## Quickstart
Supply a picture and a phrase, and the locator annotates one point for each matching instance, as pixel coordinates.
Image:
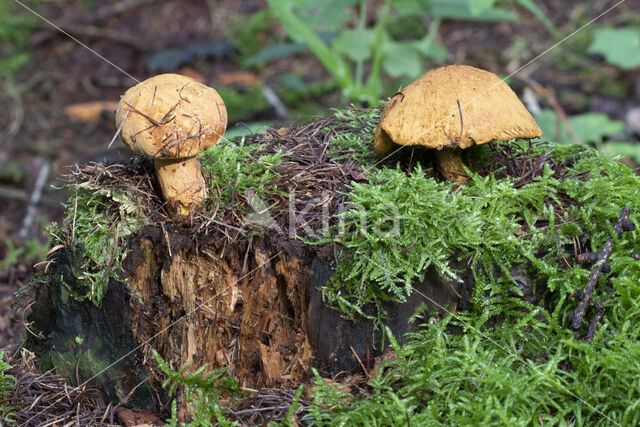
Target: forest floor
(40, 138)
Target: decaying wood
(601, 263)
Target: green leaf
(476, 7)
(460, 9)
(357, 45)
(625, 149)
(588, 127)
(553, 129)
(302, 33)
(619, 46)
(402, 59)
(325, 15)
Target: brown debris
(46, 399)
(576, 316)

____________

#### Exercise details
Copy nothing but the lines from the line holding "Supply a picture" through the last line of the entries, exactly, while leaving out the pictures.

#### Expected output
Supply a picture and a phrase, and the locator annotates one point for each matching instance, as pixel coordinates.
Image:
Target: forest floor
(40, 138)
Target: decaying wood
(601, 263)
Target: green leaf
(476, 7)
(460, 9)
(357, 45)
(625, 149)
(588, 127)
(553, 129)
(302, 33)
(619, 46)
(402, 59)
(325, 15)
Target: brown debris
(46, 399)
(576, 316)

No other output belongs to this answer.